Written exercise - Copy the rows starting at the first one and ending at the line containing "M166 107L166 109L165", changing "safety cone" to "road cone" and leaving everything else the same.

Start Input data

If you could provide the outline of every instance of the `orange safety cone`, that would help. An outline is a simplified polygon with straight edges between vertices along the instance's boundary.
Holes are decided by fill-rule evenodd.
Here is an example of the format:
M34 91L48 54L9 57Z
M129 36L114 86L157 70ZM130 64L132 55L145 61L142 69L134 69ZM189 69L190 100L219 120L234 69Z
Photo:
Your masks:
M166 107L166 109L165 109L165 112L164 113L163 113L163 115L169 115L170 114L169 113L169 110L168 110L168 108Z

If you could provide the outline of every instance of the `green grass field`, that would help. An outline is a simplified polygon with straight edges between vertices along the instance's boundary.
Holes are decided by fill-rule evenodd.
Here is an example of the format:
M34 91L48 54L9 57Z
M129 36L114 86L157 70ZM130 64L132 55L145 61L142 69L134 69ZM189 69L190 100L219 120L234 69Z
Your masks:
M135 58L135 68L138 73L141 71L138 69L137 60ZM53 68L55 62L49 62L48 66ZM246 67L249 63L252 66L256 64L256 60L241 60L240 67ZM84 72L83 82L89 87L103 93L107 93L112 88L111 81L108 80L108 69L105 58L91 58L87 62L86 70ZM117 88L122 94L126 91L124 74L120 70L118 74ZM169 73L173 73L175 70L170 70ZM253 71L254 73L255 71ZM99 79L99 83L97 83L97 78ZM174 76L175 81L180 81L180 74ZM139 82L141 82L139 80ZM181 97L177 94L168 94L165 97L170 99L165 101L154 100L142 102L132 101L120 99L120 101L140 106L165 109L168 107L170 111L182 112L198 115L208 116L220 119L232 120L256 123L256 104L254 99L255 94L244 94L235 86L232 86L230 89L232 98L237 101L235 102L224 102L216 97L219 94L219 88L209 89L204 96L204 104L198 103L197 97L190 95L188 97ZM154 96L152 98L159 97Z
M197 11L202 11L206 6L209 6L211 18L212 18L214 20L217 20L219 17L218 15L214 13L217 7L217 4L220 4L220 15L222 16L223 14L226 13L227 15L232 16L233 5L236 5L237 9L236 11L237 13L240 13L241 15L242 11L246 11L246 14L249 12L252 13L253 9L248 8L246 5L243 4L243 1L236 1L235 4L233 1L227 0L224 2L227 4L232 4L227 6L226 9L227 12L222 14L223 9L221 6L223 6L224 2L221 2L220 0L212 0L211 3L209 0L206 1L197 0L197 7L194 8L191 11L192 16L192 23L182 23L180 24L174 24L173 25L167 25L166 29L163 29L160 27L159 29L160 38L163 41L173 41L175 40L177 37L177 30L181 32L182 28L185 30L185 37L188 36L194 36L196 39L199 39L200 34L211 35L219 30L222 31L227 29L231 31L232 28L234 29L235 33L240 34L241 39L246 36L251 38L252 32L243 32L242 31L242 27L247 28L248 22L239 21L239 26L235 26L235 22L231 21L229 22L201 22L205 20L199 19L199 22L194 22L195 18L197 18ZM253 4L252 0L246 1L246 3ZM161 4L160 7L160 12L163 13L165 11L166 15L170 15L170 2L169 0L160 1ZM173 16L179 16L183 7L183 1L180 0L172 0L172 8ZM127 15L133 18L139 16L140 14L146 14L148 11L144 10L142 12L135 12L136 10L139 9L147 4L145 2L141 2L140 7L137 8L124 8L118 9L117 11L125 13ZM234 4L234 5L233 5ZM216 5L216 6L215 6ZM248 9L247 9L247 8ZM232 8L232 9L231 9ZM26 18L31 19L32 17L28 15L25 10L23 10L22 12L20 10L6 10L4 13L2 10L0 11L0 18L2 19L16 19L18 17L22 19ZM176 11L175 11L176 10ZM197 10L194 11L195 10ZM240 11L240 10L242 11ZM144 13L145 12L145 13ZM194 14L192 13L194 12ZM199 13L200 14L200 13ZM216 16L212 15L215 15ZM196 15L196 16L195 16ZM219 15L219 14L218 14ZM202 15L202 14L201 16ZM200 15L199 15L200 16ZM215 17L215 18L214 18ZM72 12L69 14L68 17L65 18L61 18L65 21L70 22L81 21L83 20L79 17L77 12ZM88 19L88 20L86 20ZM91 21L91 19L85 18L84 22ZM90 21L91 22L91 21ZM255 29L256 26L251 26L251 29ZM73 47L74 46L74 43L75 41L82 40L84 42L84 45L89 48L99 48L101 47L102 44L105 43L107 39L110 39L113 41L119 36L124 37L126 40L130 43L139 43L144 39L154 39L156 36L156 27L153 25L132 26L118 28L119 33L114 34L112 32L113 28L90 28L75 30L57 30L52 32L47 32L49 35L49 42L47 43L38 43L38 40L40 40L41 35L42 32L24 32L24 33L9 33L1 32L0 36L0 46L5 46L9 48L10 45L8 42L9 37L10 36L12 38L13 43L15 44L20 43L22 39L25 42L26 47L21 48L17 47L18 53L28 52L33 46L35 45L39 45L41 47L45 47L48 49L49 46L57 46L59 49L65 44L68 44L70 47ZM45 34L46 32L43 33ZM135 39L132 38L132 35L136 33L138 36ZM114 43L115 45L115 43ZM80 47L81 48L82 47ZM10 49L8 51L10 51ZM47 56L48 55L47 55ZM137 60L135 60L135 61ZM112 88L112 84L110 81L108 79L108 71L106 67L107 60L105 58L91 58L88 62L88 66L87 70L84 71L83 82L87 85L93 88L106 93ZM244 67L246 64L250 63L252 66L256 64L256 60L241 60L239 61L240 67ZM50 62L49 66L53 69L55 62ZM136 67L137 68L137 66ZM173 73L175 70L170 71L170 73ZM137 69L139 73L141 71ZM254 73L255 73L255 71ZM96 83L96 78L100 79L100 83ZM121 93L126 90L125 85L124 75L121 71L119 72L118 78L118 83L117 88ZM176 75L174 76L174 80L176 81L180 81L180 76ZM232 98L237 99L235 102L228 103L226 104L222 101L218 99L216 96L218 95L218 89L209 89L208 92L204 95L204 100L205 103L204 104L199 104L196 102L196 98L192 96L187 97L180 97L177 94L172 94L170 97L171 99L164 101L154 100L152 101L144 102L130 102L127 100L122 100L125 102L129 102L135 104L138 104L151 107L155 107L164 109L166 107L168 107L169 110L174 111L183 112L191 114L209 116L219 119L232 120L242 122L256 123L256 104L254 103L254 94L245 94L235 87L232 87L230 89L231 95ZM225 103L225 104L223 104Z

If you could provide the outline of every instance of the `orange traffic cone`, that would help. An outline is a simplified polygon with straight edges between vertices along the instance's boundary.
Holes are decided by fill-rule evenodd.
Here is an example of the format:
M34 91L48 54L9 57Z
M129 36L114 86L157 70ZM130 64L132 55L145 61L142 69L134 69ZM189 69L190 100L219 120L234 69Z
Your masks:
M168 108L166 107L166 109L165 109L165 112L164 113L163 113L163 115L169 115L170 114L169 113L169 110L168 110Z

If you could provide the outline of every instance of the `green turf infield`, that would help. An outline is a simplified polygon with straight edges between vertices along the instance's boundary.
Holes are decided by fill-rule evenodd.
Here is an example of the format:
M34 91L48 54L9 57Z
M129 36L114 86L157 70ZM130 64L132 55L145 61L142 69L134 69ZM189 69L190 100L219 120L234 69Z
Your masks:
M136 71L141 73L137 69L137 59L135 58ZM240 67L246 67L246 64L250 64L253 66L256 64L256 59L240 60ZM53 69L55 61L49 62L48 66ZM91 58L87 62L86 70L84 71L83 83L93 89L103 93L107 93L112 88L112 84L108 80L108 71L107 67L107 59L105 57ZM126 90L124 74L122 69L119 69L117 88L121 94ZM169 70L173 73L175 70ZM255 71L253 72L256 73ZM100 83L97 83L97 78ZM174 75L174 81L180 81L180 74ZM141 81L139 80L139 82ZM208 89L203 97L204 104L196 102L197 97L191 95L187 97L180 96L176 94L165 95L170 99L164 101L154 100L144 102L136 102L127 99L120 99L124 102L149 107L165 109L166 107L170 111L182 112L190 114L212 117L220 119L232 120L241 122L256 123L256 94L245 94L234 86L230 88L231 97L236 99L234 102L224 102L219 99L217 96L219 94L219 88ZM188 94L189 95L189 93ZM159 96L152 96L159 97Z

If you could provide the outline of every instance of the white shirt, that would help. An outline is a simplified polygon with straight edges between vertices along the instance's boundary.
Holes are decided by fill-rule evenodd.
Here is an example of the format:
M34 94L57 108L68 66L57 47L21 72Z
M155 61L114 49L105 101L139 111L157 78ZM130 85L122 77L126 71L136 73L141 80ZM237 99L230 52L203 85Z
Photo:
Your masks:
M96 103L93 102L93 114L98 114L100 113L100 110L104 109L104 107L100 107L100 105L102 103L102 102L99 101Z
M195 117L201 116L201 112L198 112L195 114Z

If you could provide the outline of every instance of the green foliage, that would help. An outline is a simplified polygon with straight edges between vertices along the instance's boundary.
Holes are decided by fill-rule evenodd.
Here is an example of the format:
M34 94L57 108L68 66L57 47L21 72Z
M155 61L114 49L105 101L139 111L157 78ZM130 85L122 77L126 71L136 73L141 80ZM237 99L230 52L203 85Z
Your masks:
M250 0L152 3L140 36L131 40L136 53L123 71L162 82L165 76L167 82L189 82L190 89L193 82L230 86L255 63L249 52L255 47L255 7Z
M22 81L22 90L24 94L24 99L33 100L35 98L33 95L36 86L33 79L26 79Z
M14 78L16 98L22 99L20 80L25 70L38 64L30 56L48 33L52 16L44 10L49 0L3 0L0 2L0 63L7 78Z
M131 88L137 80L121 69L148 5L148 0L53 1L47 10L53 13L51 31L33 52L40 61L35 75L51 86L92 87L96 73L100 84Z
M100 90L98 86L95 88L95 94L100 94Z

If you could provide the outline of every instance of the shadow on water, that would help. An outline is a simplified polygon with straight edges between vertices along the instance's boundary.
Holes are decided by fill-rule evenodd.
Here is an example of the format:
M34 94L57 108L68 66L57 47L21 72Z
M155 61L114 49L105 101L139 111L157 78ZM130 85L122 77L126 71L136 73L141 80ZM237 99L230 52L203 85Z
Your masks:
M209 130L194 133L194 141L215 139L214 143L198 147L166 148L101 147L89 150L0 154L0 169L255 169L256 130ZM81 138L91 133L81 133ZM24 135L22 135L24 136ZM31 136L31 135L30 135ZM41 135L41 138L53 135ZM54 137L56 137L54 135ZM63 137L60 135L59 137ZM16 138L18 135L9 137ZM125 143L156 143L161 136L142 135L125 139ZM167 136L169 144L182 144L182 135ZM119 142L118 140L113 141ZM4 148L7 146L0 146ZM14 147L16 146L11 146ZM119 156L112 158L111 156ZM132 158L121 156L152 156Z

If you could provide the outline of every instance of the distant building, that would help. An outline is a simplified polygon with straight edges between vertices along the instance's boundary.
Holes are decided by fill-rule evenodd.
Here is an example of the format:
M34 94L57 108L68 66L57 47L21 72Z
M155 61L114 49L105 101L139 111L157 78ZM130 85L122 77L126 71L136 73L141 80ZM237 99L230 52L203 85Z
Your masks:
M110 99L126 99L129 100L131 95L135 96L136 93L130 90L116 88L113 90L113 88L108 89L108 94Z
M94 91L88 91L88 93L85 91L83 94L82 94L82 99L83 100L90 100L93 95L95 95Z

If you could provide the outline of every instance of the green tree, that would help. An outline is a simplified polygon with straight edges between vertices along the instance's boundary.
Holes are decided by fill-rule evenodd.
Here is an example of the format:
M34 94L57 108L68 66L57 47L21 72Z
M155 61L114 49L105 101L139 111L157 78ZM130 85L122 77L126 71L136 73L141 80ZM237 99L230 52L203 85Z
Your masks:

End Input data

Task solution -
If you could provide the outline of every instance of the `orange road cone`, that would help. An outline is a simplified polygon with straight edges between vertices along the instance's boundary.
Holes are decided by fill-rule evenodd.
Here is an example of the format:
M34 91L48 54L9 57Z
M129 36L114 86L157 70ZM130 64L132 55L145 61L142 69L134 69ZM189 69L190 100L219 120L234 69Z
Photo:
Your masks:
M166 107L166 109L165 109L165 112L164 113L163 113L163 115L169 115L170 114L169 113L169 110L168 110L168 108Z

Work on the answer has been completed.